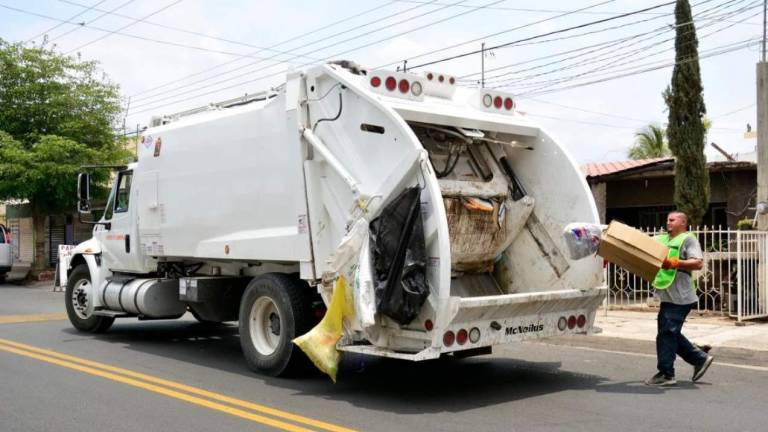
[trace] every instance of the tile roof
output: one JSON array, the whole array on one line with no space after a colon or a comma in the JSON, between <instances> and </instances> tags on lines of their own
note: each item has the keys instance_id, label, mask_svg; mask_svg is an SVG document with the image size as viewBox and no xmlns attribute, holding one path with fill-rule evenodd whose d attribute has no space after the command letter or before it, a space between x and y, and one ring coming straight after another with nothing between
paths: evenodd
<instances>
[{"instance_id":1,"label":"tile roof","mask_svg":"<svg viewBox=\"0 0 768 432\"><path fill-rule=\"evenodd\" d=\"M599 162L588 163L582 165L581 170L589 177L600 177L608 174L615 174L621 171L630 170L633 168L639 168L646 165L653 165L659 162L671 161L673 158L655 158L655 159L638 159L638 160L626 160L616 162Z\"/></svg>"}]
</instances>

◆ ◆ ◆ ◆ ◆ ◆ ◆

Retyping should start at the first line of the data above and stop after the line with "note: each item", and no picture should be included.

[trace] every instance of the tile roof
output: one JSON array, the whole array on one line with no space after a colon or a comma in the JSON, between <instances> and </instances> tags on lines of their own
note: each item has the keys instance_id, label, mask_svg; mask_svg is an SVG document with the image size as viewBox and no xmlns attribute, holding one path with fill-rule evenodd whose d attribute has no space after the command letter or before it, a space between x and y, and one ring coming straight after another with nothing between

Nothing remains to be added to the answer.